• [Текст для чтения]
▼
Смекни!
smekni.com

Преодоление абсурдности бытия в художественном мире А.П. Чехова (стр. 3 из 12)

В мировосприятии писателя критик выделяет два основных начала – иронию и преклонение перед сильными личностями. Интересно, что чеховскую иронию Рейфилд толкует как “циничное отречение” и “смирение перед судьбой, свойственное греческой трагедии”, близкой С. Беккету.

В описываемой книге комментируется такая важная проблема экзистенциальной философии и, соответственно, одна из основных проблем, решаемых в искусстве абсурда, как проблема времени. Автор ее находит у Чехова ощущение временности, конечности человеческой жизни, являющейся аномалией в “мертвом космосе”, где нет высшего, “божественного” начала. В этом бессмысленном мире человек должен сам преодолевать абсурдность космоса, отсюда – восхищение писателя сильными личностями.

Рейфилд уподобляет мир Чехова некоему “кафкианскому миру”. По его мнению, почти все чеховские герои живут в “замкнутом пространстве”, без воздуха и страдают клаустрофобией, им некуда деться друг от друга, им некуда уйти [17].

1.2. Тема власти вещей над человеком.

“Описать вот этот, например, стол…, - говорил Чехов, - гораздо труднее, чем написать историю европейской культуры”. Во многих произведениях Чехова в центре сюжета стоит не человек, а вещь. Мир вещей составляет очень важный уровень в художественной структуре писательского миропонимания. Возникает ощущение, что предметный мир более важен, чем мир человека, мир людей. Вещи в произведениях мало того что самостоятельно живут своею собственною жизнью, но они часто имеют большую власть над жизнью и судьбой героев. Записные книжки Чехова хранят множество “законсервированных” сюжетов, где центр фабульности составляют реалии мира вещей.
▲
• [Строки]
▼
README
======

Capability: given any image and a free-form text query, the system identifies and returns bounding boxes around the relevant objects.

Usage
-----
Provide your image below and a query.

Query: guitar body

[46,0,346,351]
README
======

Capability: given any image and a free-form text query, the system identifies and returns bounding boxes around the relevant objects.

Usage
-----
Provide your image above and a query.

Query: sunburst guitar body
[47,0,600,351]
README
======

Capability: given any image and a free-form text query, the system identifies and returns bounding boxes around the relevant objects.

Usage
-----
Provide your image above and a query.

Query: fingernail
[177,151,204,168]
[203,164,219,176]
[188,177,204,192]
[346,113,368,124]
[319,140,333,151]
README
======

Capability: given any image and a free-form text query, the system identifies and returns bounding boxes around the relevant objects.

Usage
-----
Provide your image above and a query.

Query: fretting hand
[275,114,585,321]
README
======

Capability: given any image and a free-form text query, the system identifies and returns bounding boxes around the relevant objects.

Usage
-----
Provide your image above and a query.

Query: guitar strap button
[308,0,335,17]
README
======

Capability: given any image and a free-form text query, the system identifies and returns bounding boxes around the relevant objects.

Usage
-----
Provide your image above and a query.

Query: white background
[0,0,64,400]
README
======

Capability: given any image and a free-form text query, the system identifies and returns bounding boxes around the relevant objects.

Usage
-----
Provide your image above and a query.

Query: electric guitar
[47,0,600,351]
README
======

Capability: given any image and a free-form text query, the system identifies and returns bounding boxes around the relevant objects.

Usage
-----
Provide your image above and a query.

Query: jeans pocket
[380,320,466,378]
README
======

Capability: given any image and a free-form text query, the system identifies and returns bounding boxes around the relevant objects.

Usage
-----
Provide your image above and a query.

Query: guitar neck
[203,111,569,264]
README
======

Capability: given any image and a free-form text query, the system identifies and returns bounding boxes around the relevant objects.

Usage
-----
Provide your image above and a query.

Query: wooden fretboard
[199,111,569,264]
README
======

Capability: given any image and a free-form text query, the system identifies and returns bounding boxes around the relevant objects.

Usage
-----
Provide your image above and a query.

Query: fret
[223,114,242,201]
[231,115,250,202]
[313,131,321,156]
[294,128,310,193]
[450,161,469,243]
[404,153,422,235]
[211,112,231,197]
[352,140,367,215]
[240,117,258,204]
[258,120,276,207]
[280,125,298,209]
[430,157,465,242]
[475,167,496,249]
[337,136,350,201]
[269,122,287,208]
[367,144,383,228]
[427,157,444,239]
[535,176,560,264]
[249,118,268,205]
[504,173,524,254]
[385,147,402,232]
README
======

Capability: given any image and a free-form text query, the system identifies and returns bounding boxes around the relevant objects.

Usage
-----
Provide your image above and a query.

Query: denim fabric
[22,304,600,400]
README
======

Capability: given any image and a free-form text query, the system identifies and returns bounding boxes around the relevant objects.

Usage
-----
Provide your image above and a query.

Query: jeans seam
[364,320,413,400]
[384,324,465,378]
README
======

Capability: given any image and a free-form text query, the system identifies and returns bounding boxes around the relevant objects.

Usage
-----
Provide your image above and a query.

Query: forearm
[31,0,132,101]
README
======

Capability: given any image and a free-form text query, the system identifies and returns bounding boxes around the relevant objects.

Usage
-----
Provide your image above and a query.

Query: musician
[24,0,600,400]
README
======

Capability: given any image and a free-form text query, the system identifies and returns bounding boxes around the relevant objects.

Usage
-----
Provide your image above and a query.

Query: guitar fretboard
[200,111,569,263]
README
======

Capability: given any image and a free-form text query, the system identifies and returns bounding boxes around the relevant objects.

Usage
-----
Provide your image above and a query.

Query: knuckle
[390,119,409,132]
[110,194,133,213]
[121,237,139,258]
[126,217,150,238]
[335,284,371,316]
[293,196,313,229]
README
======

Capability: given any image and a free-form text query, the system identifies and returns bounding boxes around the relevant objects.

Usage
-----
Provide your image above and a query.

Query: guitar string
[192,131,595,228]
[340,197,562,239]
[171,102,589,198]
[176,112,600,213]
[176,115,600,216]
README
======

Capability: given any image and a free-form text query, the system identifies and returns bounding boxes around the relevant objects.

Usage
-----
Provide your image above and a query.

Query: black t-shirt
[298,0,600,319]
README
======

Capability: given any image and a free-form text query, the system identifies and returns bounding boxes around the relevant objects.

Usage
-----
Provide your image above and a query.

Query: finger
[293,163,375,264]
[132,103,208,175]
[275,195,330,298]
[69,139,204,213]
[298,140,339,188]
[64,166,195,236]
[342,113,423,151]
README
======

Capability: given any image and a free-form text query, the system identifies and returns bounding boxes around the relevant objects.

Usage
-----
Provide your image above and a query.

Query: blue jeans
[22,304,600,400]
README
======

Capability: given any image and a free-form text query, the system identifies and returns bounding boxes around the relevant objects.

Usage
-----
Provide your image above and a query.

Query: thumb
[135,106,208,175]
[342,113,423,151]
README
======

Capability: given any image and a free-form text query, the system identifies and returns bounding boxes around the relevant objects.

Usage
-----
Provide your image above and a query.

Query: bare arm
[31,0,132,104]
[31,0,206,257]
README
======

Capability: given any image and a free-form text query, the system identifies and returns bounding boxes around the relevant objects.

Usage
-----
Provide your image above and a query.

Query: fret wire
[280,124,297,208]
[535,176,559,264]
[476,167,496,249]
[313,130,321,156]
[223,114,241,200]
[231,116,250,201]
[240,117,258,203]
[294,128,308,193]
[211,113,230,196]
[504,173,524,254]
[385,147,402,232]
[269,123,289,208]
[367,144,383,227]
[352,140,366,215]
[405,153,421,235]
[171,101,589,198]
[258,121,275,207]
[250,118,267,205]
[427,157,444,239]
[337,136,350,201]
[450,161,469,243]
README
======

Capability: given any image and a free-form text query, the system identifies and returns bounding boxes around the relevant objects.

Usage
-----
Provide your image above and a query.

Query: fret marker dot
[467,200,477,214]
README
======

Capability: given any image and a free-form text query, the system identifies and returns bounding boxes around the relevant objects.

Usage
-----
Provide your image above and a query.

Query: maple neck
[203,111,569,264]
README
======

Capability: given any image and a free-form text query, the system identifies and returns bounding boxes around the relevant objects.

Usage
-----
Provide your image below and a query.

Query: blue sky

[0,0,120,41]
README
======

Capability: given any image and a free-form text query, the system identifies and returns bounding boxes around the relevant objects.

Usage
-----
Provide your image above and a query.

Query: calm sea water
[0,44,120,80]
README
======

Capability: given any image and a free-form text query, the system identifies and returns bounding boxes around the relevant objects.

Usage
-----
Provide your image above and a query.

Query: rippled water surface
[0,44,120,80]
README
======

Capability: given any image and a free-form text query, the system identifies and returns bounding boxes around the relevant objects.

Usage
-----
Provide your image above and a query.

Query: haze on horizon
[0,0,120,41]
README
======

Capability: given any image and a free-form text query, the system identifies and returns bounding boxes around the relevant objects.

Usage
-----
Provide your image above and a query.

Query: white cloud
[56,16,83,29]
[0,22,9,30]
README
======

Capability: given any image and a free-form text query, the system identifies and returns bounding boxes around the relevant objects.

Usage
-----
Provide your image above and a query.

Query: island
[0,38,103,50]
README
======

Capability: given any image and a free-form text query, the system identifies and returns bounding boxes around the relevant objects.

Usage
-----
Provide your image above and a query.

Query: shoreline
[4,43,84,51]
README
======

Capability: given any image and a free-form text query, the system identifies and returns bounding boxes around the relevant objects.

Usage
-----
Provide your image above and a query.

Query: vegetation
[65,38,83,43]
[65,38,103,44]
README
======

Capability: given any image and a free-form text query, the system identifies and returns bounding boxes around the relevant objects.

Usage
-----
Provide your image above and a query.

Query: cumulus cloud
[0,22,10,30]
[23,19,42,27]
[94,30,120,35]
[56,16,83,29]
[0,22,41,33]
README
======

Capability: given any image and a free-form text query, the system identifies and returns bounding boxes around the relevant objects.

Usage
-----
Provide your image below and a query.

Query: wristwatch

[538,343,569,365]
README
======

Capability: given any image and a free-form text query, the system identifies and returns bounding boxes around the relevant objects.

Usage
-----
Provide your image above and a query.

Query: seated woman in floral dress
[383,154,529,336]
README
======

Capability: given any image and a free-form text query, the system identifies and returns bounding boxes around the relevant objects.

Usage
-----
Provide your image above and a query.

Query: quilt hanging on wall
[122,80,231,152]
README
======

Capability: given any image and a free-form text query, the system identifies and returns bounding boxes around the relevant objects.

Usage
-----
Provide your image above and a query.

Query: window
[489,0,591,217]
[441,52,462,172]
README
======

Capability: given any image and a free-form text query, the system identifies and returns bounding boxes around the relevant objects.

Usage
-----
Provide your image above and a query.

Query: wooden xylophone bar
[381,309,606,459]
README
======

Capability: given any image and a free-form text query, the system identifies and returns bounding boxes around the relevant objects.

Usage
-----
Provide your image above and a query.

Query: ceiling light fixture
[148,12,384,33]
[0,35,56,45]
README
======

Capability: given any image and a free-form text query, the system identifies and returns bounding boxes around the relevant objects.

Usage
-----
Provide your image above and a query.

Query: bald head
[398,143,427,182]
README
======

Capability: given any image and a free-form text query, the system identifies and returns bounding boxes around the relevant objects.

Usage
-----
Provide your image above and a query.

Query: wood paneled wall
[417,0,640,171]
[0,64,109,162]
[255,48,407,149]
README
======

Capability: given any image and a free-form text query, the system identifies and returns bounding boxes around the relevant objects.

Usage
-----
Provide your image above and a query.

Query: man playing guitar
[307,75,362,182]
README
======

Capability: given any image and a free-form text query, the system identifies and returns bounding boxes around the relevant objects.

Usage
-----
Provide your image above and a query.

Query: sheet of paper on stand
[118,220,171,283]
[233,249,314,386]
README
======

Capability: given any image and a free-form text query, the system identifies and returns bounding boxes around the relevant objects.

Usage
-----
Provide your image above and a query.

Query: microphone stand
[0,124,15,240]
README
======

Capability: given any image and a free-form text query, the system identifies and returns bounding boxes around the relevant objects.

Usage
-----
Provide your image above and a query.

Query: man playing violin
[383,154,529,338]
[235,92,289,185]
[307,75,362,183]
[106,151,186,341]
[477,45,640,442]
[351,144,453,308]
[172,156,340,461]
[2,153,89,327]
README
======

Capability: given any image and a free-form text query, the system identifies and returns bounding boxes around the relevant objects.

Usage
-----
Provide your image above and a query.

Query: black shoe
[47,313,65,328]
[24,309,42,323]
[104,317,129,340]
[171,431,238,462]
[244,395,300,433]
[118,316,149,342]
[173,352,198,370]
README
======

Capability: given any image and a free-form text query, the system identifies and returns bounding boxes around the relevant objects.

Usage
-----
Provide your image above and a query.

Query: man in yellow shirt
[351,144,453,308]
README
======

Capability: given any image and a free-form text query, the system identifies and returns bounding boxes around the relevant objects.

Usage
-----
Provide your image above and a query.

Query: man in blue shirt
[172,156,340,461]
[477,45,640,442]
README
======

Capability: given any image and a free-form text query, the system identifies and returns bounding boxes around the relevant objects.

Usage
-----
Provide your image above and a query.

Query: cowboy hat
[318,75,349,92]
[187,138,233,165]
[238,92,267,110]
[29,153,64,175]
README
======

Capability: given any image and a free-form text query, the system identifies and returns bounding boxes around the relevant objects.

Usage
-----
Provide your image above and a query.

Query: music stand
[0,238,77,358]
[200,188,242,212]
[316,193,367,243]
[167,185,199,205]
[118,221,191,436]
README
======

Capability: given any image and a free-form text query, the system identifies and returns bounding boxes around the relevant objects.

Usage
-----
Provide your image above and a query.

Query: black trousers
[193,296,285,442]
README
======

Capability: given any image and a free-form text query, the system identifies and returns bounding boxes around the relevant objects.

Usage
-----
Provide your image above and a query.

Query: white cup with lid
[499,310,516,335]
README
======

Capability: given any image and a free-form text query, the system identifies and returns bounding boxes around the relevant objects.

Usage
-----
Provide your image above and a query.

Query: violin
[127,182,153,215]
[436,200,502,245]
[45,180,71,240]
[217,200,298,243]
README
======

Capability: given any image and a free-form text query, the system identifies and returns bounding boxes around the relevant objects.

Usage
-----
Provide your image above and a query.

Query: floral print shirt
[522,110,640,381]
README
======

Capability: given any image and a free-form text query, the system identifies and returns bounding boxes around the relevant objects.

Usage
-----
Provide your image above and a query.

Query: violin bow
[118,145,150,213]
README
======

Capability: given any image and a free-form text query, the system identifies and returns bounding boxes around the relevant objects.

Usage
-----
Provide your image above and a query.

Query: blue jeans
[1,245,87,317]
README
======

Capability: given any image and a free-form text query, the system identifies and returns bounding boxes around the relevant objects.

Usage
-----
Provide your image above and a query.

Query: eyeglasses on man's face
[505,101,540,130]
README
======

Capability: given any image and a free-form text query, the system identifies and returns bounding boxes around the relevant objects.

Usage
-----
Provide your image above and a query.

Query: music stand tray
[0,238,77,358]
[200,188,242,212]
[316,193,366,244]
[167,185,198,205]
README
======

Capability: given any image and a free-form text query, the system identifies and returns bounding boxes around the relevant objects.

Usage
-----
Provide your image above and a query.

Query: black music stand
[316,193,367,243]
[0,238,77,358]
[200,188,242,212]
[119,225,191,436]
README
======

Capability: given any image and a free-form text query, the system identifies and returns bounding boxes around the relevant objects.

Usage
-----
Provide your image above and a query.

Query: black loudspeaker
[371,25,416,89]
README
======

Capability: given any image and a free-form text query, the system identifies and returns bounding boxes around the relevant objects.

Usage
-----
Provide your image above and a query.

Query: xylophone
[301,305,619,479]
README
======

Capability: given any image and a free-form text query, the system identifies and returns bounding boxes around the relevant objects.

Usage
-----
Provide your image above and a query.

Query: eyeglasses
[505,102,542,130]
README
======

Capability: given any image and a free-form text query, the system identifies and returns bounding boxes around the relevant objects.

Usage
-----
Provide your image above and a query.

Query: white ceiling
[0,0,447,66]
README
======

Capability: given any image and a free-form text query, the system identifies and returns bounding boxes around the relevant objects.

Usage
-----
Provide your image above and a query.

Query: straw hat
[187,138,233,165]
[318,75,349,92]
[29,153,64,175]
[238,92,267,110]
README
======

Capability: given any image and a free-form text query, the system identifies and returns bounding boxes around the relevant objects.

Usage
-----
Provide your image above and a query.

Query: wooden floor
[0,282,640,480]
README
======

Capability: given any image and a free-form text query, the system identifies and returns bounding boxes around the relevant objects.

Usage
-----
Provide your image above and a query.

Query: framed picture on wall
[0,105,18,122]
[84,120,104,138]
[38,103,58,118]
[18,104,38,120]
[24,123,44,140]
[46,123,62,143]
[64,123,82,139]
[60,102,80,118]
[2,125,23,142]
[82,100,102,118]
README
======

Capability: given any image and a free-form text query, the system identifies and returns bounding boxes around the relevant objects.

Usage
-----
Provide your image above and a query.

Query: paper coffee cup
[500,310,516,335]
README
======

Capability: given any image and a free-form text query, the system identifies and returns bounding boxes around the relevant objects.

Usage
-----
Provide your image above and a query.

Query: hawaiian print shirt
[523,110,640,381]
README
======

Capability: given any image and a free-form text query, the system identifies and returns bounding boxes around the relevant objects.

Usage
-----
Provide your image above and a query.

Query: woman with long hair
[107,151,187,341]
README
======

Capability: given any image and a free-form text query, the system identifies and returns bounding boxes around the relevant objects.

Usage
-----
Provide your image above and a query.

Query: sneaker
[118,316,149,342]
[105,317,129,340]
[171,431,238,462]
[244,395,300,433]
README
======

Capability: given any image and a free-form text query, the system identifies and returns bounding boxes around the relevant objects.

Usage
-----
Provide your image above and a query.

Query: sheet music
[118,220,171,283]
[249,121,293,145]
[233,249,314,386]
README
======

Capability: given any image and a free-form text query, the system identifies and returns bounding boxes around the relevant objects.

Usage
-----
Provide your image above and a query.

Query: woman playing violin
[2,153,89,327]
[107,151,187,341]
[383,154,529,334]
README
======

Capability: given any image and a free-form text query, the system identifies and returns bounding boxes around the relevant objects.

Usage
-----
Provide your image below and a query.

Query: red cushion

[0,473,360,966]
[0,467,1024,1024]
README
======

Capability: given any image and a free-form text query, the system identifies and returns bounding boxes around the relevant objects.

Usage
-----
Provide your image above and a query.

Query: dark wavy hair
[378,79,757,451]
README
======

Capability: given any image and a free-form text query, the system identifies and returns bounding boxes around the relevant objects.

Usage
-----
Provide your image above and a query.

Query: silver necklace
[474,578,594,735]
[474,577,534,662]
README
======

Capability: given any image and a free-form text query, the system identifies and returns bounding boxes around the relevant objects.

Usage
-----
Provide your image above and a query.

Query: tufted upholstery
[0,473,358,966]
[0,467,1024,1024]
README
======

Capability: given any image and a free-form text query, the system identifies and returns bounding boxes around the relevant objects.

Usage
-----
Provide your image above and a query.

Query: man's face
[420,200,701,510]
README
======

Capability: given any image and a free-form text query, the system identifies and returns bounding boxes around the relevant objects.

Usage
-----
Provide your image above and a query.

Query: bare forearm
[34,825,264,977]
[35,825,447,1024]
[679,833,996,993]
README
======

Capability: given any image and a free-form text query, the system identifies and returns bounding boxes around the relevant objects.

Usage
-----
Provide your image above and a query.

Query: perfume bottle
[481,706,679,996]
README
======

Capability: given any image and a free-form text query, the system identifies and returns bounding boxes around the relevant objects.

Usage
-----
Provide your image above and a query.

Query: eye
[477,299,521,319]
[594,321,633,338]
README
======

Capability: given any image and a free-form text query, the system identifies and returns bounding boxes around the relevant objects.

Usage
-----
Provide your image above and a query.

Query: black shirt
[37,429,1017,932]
▲
• [Задание 1]
Выпишите из статьи о Чехове все слова и выражения, заключенные в кавычки, в абзацах до заголовка «1.2. Тема власти вещей над человеком». Сохраните их форму в тексте.
• [Задание 2]
Ответьте по статье о Чехове на вопросы, каждый ответ с новой строки под той же буквой:
(a) Какие два основных начала выделяет критик в мировосприятии писателя?
(b) Чем, по мнению Рейфилда, страдают почти все чеховские герои?
(c) Что хранят записные книжки Чехова?
• [Задание 3]
Продолжите статью о Чехове и власти вещей над человеком, начиная с места, где она обрывается.

• [Ответ 1]
– циничное отречение
– смирение перед судьбой, свойственное греческой трагедии
– мертвом космосе
– божественного
– кафкианскому миру
– замкнутом пространстве

• [Ответ 2]
(a) Иронию и преклонение перед сильными личностями.
(b) Клаустрофобией.
(c) Множество «законсервированных» сюжетов, где центр фабульности составляют реалии мира вещей.

• [Ответ 3]
“Человек собрал миллион марок. Лег на них и застрелился”.

“Человек, у которого колесом вагона отрезало ногу, беспокоился, что в сапоге, надетом на отрезанную ногу, 21 рубль”[18].

“Человек в футляре, в калошах, зонт в чехле, часы в футляре, нож в чехле. Когда лежал в гробу, то, казалось, улыбался: нашел свой идеал” [19].

“Х., бывший подрядчик, на все смотрит с точки зрения ремонта и жену себе ищет здоровую, чтобы не потребовалось ремонта; N. прельщает его тем, что при всей своей громаде идет тихо, плавно, не громыхает; все, значит, в ней на месте, весь механизм в исправности, все привинчено” [20].

Гайка, улика злоумышления, канделябр, словно обреченный быть вечным подарком, пепельницы, бутылки, зонтики, футляры, альбомы, ордена, лотерейные билеты – все это живет какой-то нарушенной, непредсказуемой жизнью, не теряя при этом своего чисто предметного значения.

Взгляд писателя позволяет открыть нечто новое во взаимоотношениях человека и вещи. Гаев в “Вишневом саде” разговаривает со шкафом, Астров прощается со столом. В какие-то важные моменты своей жизни, в состоянии тревоги, тоски, горя герои обращаются к окружающим их предметам. То есть идея так называемой некоммуникативности, которая по мнению английских критиков, лежит в основе идейного замысла произведений писателя, достигает своего апогея. Человек настолько одинок и недоверчив к теплоте, возможности понимания его другим человеком, он настолько замкнут в своем собственном мире, что для него реальней и “полезней” вступить в общение с неживым объектом. Это, надо признаться, и гораздо легче для самого героя, так как не предполагает восприятие обратной стороны и снимает ответственность за любой совершенный или сказанный промах. Многие герои Чехова очень дорожат этим обстоятельством (Камышев в “Драме на охоте”, Лаевский в “Дуэли”, Орлов в “Рассказе неизвестного человека”, Узелков в “Старости” и др.).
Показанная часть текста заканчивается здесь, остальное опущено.